§ Work required:
Retype each of the records below verbatim, keeping every line and character unchanged.

§ Task input:
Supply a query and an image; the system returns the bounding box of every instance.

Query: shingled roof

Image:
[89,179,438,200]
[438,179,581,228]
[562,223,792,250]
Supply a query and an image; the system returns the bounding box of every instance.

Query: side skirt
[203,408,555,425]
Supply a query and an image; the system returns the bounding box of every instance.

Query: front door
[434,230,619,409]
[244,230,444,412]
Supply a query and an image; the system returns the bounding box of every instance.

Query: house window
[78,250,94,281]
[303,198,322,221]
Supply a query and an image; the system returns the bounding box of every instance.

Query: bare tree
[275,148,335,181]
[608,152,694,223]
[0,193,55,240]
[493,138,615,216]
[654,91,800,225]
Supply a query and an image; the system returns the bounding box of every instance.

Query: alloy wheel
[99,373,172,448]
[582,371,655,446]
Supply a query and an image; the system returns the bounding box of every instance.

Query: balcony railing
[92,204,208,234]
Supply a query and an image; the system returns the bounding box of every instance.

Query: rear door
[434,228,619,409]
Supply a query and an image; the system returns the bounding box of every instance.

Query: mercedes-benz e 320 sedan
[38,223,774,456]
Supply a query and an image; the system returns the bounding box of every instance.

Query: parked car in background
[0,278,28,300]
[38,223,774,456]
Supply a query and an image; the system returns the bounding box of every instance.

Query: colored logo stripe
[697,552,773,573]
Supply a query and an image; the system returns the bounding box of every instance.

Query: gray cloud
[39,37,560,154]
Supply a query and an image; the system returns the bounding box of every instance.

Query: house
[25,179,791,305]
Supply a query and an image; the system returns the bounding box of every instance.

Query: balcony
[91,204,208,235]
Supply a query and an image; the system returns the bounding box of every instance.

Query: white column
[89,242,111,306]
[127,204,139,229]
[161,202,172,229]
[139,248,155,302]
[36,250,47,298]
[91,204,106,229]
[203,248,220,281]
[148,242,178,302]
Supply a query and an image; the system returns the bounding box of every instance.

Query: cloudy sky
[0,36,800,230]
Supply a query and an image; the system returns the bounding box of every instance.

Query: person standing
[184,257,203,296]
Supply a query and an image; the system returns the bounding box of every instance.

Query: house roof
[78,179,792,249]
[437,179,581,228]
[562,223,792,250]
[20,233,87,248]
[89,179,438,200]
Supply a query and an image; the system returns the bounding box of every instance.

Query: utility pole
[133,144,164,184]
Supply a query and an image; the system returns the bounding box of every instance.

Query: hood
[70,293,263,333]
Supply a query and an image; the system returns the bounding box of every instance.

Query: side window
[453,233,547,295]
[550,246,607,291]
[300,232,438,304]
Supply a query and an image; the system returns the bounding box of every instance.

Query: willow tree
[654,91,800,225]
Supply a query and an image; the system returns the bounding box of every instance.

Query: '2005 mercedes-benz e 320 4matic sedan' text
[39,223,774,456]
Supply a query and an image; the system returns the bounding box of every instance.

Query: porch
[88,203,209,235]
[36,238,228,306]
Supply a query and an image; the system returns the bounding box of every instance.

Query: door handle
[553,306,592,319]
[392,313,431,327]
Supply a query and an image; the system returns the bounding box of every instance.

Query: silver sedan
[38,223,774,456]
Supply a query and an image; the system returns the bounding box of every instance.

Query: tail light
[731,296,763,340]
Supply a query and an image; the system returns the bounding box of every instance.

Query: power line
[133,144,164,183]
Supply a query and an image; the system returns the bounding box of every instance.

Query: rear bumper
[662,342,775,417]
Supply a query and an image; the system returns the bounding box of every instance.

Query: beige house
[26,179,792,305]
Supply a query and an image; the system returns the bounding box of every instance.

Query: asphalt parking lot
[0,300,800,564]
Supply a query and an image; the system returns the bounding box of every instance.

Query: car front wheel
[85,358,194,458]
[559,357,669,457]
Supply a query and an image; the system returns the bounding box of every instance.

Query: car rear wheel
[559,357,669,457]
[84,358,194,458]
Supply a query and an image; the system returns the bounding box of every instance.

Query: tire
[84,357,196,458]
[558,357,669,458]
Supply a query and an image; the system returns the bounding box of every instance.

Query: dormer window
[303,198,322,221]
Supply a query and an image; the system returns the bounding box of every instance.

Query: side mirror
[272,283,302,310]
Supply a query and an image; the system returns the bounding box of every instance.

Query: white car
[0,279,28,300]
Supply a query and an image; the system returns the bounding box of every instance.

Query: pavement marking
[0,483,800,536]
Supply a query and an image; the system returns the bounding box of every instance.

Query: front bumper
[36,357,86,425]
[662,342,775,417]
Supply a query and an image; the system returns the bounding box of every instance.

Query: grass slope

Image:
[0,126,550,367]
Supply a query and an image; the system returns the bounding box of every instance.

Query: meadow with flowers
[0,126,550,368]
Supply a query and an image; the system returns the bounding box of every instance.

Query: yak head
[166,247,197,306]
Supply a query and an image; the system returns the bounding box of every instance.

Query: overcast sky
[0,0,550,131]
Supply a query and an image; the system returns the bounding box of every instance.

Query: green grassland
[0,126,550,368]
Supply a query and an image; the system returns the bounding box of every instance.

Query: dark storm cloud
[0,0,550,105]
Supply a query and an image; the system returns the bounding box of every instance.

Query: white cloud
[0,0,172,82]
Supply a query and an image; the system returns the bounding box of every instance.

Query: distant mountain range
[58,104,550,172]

§ Exercise solution:
Supply a query and an image; the system returns the bounding box of every instance.

Query: shingled roof

Image:
[89,179,438,200]
[438,179,581,228]
[562,223,792,250]
Supply a query and an image; the system returns the bounding box of every instance.

Query: side skirt
[203,408,555,425]
Supply a query and an image; the system returns the bounding box of every instance.

Query: front door
[434,230,619,409]
[244,230,444,412]
Supply a query and an image; the system returns the bounding box of every instance.

Query: house window
[78,250,94,281]
[303,198,322,221]
Supply a query and an image; the system returns the bounding box of every instance.

Query: bare tree
[275,148,335,181]
[608,152,694,223]
[0,193,55,240]
[493,138,615,216]
[654,91,800,225]
Supply a query and an image; the system returns the bounding box of every instance.

Query: alloy wheel
[99,373,172,448]
[582,371,655,446]
Supply a query and an image; the system returns the bounding box of every instance.

Query: balcony railing
[92,204,208,234]
Supply a query and an image; the system returns the bounding box of every instance.

Query: rear door
[434,228,619,409]
Supply a query and an image; the system returns the bounding box of every instance.

Query: mercedes-benz e 320 sedan
[38,223,774,456]
Supply a query and an image; the system returns the bounding box of every instance.

Query: parked car in background
[0,278,28,300]
[38,223,774,456]
Supply a query and an image; the system returns the bounding box of every instance.

Query: colored logo stripe
[697,552,773,573]
Supply a query and an image; the system returns the bounding box of every instance.

Query: gray cloud
[39,37,560,154]
Supply a query and an image; the system returns the bounding box of every instance.

Query: house
[25,179,791,305]
Supply a query and an image; the system returns the bounding box of every instance.

Query: balcony
[91,204,208,235]
Supply a query and an image; the system returns the bounding box of every instance.

Query: white column
[89,242,111,306]
[127,204,139,229]
[161,202,172,229]
[139,248,155,302]
[36,250,47,298]
[91,204,106,229]
[203,248,220,281]
[148,242,178,302]
Supply a query and an image; the system returns the bounding box of every instance.

Query: cloudy sky
[0,36,800,230]
Supply a query and an image; the system returns the bounding box of every instance.

Query: person standing
[184,257,203,296]
Supply a query and an image; the system returns the bounding box of every instance.

Query: house roof
[78,179,792,249]
[437,179,581,228]
[562,223,792,250]
[20,233,87,248]
[89,179,438,200]
Supply a query and an image; the system returns the bounding box of every instance.

Query: utility pole
[133,144,164,184]
Supply a query and an image; the system returns the bounding box of every instance.

Query: hood
[70,293,263,333]
Supply a query and an image; the system returns the bounding box of every instance.

Query: side window
[453,233,547,295]
[550,246,607,291]
[300,232,438,304]
Supply a query and an image; the system returns the bounding box of every instance.

Query: willow tree
[654,91,800,225]
Supply a query and an image; the system returns the bounding box of every instance.

Query: '2005 mercedes-benz e 320 4matic sedan' text
[39,223,774,456]
Supply a query and an image; the system returns the bounding box of every instance.

Query: porch
[88,203,209,235]
[36,238,228,306]
Supply a query and an image; the system returns the bounding box of every instance.

Query: door handle
[553,306,592,319]
[392,313,431,327]
Supply a query and an image; the system returns the bounding box of every instance.

Query: silver sedan
[38,223,774,456]
Supply a query and an image; the system returns the bounding box of every instance.

Query: tail light
[731,296,763,340]
Supply a query and an image; the system returns the bounding box of every instance.

Query: power line
[133,144,164,183]
Supply a query and an image; the system returns the bounding box of every instance.

Query: rear bumper
[662,342,775,417]
Supply a query and an image; the system returns the bounding box of every instance.

Query: beige house
[26,179,792,305]
Supply a query and an image; the system returns the bounding box of every instance.

Query: asphalt parking lot
[0,300,800,564]
Supply a query and an image; the system returns the bounding box of every instance.

Query: car front wheel
[85,358,194,458]
[559,357,669,457]
Supply a query and an image; the system returns the bounding box of every instance.

Query: car rear wheel
[559,357,669,457]
[84,358,194,458]
Supply a query and an image; the system returns the bounding box of every instance.

Query: tire
[84,357,196,458]
[558,357,669,458]
Supply a query and an image; the system returns the bounding box of every instance.

Query: dormer window
[303,198,322,221]
Supply a query and an image; the system returns the bounding box of every instance.

Query: side mirror
[272,283,302,310]
Supply a query and an image; the system returns the bounding box of every instance.

Query: white car
[0,279,28,300]
Supply a query and an image; the system returns the bounding box of every instance.

Query: pavement marking
[0,483,800,536]
Supply a query and an image; the system returns the bounding box of every instance.

Query: front bumper
[36,357,86,425]
[662,342,775,417]
Supply a query and an image; the system returns the bounding box of every instance.

Query: grass slope

Image:
[0,126,550,367]
Supply a query and an image; the system returns the bounding box of every instance.

Query: meadow with flowers
[0,126,550,368]
Supply a query and an image; the system returns the bounding box of every instance.

Query: yak head
[166,247,197,306]
Supply a query and an image; the system returns the bounding box of every instance.

Query: overcast sky
[0,0,550,131]
Supply a query and an image; the system returns the bounding box of every instance.

Query: green grassland
[0,126,550,368]
Supply a query and an image; the system returns the bounding box of every instance.

Query: dark storm cloud
[0,0,550,105]
Supply a query and an image; the system returns the bounding box of every instance.

Query: white cloud
[0,0,172,82]
Supply a query and an image; the system returns the bounding box of every instance.

Query: distant mountain range
[58,104,550,172]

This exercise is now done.